■ WORK ORDER
For every line of the material below, check for the string "glove" and return the line if it is there.

■ RECORDS PROVIDED
========================

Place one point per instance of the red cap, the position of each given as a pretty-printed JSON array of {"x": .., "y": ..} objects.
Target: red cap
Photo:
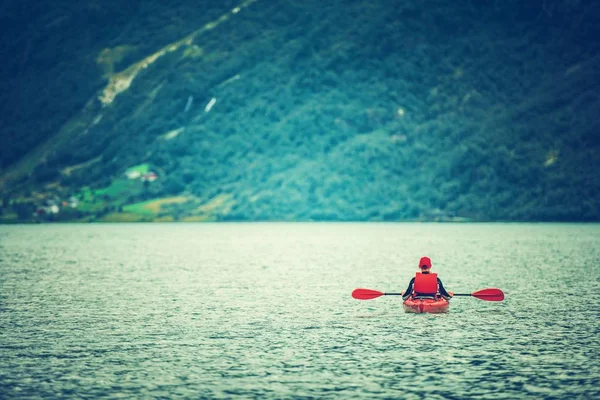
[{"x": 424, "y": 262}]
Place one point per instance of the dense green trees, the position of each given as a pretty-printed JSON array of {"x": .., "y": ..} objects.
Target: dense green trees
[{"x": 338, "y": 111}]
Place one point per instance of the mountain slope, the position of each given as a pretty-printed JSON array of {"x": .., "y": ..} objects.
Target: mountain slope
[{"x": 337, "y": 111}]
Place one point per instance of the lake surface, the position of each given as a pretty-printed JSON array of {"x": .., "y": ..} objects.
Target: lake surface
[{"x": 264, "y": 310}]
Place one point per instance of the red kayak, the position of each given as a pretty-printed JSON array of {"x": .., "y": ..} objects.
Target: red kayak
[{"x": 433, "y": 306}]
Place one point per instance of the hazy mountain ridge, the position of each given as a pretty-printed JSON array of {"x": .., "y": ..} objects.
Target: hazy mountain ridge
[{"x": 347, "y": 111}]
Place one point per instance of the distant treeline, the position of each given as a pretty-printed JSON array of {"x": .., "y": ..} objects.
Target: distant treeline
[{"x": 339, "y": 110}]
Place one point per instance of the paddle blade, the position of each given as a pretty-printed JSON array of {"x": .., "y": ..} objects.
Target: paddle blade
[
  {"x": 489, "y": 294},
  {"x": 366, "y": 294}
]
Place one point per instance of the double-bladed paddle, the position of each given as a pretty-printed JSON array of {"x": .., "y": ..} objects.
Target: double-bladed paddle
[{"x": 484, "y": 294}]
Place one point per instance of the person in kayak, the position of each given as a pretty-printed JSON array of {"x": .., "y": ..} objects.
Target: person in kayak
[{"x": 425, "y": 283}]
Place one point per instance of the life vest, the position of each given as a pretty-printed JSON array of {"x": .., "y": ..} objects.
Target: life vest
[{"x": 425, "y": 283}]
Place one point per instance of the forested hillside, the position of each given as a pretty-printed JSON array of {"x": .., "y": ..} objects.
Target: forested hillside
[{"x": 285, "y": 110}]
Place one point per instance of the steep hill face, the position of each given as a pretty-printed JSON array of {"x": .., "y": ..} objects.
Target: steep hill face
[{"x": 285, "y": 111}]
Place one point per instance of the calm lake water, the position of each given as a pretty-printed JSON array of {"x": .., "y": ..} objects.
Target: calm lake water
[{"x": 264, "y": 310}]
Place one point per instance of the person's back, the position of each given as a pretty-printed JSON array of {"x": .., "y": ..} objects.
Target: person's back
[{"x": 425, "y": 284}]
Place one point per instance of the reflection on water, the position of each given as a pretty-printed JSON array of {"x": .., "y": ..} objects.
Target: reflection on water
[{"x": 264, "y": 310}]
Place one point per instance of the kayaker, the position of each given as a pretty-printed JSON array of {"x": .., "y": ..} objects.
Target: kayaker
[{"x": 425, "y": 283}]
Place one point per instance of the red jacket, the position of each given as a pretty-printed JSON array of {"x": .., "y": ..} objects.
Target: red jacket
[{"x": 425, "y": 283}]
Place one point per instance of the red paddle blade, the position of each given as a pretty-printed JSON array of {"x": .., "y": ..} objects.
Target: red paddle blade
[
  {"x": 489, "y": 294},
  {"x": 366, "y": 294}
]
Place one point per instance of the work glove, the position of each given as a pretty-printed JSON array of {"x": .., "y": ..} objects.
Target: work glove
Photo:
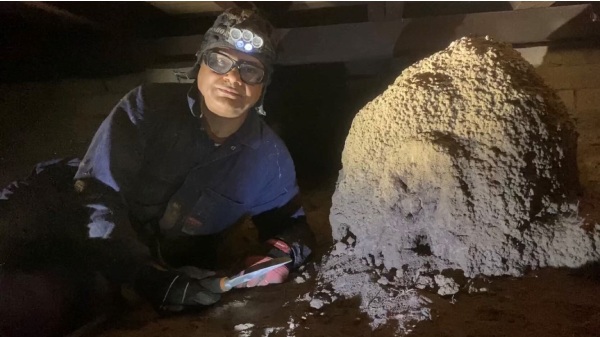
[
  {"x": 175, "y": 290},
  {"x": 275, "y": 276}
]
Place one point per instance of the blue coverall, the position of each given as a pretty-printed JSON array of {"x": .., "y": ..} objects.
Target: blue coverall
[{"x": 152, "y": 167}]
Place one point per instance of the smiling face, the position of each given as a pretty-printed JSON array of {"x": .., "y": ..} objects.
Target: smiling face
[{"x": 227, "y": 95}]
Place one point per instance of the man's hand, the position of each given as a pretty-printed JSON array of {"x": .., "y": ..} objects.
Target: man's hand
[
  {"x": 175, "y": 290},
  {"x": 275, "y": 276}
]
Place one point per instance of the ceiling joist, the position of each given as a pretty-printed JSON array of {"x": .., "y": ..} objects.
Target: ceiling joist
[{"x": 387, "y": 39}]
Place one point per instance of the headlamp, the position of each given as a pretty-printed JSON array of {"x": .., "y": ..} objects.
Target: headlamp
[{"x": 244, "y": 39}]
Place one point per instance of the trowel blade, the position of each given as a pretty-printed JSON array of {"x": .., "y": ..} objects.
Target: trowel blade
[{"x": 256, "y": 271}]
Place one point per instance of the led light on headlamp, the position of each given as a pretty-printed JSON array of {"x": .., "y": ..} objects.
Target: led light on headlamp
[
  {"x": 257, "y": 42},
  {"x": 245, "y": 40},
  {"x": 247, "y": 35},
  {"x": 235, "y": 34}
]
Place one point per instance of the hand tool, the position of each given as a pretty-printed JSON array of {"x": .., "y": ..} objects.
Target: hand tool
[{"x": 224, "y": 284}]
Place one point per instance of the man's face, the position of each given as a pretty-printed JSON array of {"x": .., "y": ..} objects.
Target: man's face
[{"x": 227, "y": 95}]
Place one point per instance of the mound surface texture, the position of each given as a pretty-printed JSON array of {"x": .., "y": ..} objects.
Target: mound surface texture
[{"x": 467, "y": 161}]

========================

■ RESULT
Place one point per instance of the work glove, the position of each given as a pretty-printed JSON array of {"x": .., "y": ..} objects.
Target: work glove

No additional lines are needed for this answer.